# About those generators ...



## mosquitomountainman (Jan 25, 2010)

About those generators ... if you live in a cold climate you might want a generator with an electric starter. When the temperature dips down below zero the pull cord (recoil starter) may not be enough to get it going. An electric starter is a real advantage. If you don't have one on your gen. you may have to bring it inside to warm it up to start it. (Uhmmm ... take it back outside to start it. Don't start or run it inside your house.) Also, be sure to have winter weight oil in the crank case. If you have fuel stored for the generator be sure to put some gas preservative in it.


----------



## Tweto (Nov 26, 2011)

I have a small 1500 watt pull start generator that has always been very dependable, but because it's small I keep it in my heated shed and that maybe why.

My main generator sits outside and is close to 500 pounds so it's not inside or could I get it inside, but what it does have is a regular car battery and an auto starter on it. I start it every month for about 30 mins and put it under a load.

- - -

▶ [What you need to do]:
a) Condense the paragraph in the generator thread that begins "About those generators ... if you live in a cold climate" into a short bulleted list that keeps its main facts.
b) Answer these questions from the generator thread:
(i) What kind of oil should be in the crank case?
(ii) What is the wattage of the small pull start generator kept in the heated shed?
(iii) How often and for how long is the main generator started?

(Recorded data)
- - -

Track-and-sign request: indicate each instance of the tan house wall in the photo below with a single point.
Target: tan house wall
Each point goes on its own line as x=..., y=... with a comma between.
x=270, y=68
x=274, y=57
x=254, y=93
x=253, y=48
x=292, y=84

- - -

▶ [Problem solutions]:
a)
- In a cold climate, a generator with an electric starter is a real advantage.
- Below zero, a pull cord (recoil starter) may not be enough to start it.
- Without an electric starter, you may have to bring the generator inside to warm it up, then take it back outside to start it.
- Never start or run a generator inside your house.
- Keep winter weight oil in the crank case.
- Add gas preservative to any fuel stored for the generator.

b)
(i) Winter weight oil.
(ii) 1500 watts.
(iii) Every month, for about 30 minutes, under a load.